Material to process.
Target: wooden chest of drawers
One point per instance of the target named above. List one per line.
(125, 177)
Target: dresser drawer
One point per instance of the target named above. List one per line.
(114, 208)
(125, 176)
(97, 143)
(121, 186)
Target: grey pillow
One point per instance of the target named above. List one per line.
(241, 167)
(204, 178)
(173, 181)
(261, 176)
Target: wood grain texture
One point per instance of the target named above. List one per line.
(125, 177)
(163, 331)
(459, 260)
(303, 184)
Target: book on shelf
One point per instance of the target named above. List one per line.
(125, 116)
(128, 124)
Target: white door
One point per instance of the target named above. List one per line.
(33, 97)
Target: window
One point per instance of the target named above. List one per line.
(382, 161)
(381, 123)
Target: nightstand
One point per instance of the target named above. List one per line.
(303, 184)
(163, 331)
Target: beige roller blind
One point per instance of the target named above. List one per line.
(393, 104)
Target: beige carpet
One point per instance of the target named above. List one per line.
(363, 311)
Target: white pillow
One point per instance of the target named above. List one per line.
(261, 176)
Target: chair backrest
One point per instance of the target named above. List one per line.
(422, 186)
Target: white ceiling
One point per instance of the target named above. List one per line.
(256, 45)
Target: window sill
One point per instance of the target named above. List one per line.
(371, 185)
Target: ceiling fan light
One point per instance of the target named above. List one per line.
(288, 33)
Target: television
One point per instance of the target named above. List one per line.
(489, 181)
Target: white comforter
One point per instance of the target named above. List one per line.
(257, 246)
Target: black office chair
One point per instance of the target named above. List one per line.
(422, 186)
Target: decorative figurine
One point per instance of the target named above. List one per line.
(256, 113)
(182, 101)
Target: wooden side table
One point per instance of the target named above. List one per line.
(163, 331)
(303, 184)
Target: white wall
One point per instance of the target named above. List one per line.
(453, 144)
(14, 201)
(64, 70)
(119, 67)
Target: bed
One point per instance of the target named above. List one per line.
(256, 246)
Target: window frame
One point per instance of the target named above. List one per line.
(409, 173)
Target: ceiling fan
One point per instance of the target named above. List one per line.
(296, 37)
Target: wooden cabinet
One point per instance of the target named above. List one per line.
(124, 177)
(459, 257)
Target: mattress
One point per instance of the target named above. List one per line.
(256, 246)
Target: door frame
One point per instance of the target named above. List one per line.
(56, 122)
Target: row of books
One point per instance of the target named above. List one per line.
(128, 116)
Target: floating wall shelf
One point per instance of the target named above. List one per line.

Exercise objective. Produce an exact copy of the lines from the one containing "Target: wooden cabinet" through the last line, and of nothing else.

Correct answer.
Target: wooden cabinet
One point per instance of the target named above. List one per line.
(124, 177)
(459, 257)
Target: mattress
One point per instance of the target named above. List one per line.
(256, 246)
Target: door frame
One point per instance of the target named above. List one per line.
(56, 122)
Target: row of books
One point per instance of the target named above. List one per line.
(128, 116)
Target: floating wall shelf
One point per instance of the target named above. List one per line.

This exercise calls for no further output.